* THE TASK
Edit the records by replacing every occurrence of "Place a dot on" with "Put a point on", and keep every other line unchanged.

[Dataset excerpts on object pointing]
# # # #

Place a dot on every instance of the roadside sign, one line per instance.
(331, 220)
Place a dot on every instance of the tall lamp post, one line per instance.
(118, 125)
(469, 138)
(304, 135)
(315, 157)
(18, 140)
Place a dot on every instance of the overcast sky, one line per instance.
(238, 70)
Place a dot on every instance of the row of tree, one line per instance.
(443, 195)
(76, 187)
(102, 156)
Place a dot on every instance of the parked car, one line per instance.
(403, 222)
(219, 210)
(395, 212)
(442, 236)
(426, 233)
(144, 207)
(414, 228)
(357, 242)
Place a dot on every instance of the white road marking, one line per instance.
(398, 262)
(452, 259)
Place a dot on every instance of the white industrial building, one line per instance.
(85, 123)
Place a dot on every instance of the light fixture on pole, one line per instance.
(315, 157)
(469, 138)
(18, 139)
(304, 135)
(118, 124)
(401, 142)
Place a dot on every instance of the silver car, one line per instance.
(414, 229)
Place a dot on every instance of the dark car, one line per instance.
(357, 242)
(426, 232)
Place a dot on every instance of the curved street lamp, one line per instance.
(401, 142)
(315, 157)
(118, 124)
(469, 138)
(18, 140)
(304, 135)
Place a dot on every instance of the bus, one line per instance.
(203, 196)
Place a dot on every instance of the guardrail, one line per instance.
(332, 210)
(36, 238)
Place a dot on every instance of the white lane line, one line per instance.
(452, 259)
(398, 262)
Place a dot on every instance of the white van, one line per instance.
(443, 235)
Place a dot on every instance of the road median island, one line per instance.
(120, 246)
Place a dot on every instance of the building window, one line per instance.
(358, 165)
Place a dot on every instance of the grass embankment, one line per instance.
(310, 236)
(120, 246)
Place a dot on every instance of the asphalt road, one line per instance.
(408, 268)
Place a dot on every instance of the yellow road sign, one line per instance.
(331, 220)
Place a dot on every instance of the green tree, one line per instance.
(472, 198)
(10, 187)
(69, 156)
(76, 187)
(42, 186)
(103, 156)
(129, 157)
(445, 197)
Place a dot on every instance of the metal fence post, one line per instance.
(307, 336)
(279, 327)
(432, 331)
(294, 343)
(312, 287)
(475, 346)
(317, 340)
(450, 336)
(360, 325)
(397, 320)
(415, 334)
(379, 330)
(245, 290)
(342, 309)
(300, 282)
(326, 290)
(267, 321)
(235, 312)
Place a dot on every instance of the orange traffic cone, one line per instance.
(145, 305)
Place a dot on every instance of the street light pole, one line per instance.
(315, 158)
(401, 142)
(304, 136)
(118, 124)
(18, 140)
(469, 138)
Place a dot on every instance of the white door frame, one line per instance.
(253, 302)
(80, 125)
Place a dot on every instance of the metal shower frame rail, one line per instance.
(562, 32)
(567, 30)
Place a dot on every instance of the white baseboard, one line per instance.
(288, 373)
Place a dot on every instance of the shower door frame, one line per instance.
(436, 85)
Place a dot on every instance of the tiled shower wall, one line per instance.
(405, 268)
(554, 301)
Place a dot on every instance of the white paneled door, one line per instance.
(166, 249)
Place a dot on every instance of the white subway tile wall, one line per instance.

# # # #

* REPLY
Put a point on every instance of the roadside sign, one line per instance.
(331, 220)
Put a point on every instance of the tall lamp post, one line per instance.
(118, 125)
(469, 138)
(304, 135)
(315, 157)
(18, 140)
Put a point on every instance of the overcast sky, one line per instance.
(238, 70)
Put a point on every instance of the row of tree, one line per instance.
(443, 195)
(76, 187)
(102, 156)
Put a point on every instance of the parked car, one line per instance.
(403, 222)
(219, 210)
(395, 212)
(442, 236)
(426, 233)
(144, 207)
(414, 228)
(357, 242)
Put a point on every instance of the white road marking, one line per instance.
(398, 262)
(452, 259)
Put a point on every instance of the white industrial building, one line per instance.
(85, 123)
Put a point on every instance of the light fixture on pole, one line per instance.
(315, 157)
(469, 138)
(18, 139)
(304, 135)
(118, 124)
(401, 142)
Put a point on every instance of the silver car, one line per instance.
(414, 229)
Put a point on every instance of the dark car, one line per instance.
(357, 242)
(426, 232)
Put a point on every instance of the curved street lamp, one line per instance.
(401, 142)
(315, 157)
(118, 124)
(469, 138)
(18, 140)
(304, 135)
Put a point on every instance of the bus, one line per instance.
(203, 196)
Put a point on every instance of the guardrail, one line per instance.
(332, 210)
(36, 238)
Put a point on every instance of the white lane line, one line per instance.
(452, 259)
(398, 262)
Put a point on every instance of the white van, one line per instance.
(443, 235)
Put a point on every instance of the road median island, one line per instance.
(120, 246)
Put a point on every instance of the building window, one line per instance.
(358, 165)
Put a point on every instance of the grass embankment, one line per instance.
(310, 236)
(120, 246)
Put a point on every instance of the asphalt road, one line per instance.
(408, 268)
Put a point on every instance of the yellow road sign, one line per instance.
(331, 220)
Put a point on every instance of the green tree, one line per instance.
(472, 198)
(10, 187)
(69, 156)
(76, 187)
(42, 186)
(103, 156)
(129, 157)
(445, 197)
Put a point on every instance of the metal fence post, one line per instance.
(307, 336)
(279, 327)
(432, 331)
(294, 343)
(312, 287)
(475, 346)
(317, 340)
(450, 336)
(360, 325)
(397, 320)
(415, 334)
(379, 330)
(245, 290)
(342, 309)
(300, 282)
(326, 290)
(267, 321)
(235, 312)
Put a point on every instance of the orange traffic cone, one line per instance.
(145, 305)
Put a point on every instance of the street light pole, one line per instance.
(315, 158)
(401, 142)
(304, 136)
(118, 124)
(18, 140)
(469, 138)
Put a point on every instance of the white door frame, one line per instance.
(253, 302)
(80, 125)
Put a point on every instance of the metal shower frame rail, one line per instance.
(562, 32)
(567, 30)
Put a point on every instance of the white baseboard, one line per instance.
(288, 373)
Put a point on every instance of the shower door frame, one line per instance.
(436, 85)
Put a point on every instance of the tiled shower wall, one line per instance.
(405, 268)
(554, 301)
Put a point on every instance of the white paneled door, one line per instance.
(166, 249)
Put a point on every instance of the white subway tile wall, one line per instance.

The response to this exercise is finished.